How many of the lines below contain the word "that"? Reply with the number alone.

--- BEGIN Dataset rows ---

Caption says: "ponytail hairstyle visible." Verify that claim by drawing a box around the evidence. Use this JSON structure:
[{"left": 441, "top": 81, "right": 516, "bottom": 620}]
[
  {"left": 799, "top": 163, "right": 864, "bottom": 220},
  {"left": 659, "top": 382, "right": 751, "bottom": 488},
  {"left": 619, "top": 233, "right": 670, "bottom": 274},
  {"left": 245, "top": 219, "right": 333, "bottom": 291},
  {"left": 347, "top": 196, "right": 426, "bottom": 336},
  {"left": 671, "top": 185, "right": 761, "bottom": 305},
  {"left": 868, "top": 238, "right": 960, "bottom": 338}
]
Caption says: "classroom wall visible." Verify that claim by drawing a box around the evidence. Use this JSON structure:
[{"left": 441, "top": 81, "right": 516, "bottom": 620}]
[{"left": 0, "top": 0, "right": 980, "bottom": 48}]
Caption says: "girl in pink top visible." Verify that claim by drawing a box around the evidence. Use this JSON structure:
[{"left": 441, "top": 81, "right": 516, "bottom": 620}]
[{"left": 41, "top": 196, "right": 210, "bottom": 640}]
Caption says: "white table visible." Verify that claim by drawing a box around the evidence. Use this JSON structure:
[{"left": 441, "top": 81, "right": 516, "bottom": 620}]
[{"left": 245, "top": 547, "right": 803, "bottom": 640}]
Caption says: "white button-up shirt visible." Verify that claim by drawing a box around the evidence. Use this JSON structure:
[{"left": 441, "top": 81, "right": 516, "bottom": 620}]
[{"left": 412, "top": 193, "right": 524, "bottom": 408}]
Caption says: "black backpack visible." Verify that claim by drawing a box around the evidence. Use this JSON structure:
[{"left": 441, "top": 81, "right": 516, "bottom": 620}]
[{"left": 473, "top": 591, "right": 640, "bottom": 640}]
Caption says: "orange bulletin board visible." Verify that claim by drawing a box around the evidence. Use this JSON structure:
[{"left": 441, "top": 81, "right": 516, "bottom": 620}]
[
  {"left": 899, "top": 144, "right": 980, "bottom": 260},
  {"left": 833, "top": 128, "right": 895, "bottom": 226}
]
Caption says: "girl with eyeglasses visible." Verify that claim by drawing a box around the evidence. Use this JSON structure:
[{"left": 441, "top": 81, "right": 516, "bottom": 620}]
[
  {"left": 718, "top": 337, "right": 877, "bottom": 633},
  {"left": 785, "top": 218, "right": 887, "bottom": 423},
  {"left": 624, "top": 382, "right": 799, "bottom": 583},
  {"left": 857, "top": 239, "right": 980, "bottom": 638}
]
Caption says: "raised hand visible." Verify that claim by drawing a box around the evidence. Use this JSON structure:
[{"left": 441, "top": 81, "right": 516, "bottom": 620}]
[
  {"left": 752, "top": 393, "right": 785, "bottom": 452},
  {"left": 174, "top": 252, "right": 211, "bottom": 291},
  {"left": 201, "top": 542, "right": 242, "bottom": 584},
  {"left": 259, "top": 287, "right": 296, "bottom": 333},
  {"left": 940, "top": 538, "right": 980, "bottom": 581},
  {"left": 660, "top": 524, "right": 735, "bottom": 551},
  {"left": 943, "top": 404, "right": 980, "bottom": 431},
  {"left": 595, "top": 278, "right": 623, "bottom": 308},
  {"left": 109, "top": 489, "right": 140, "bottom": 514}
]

--- END Dataset rows ---

| Final result |
9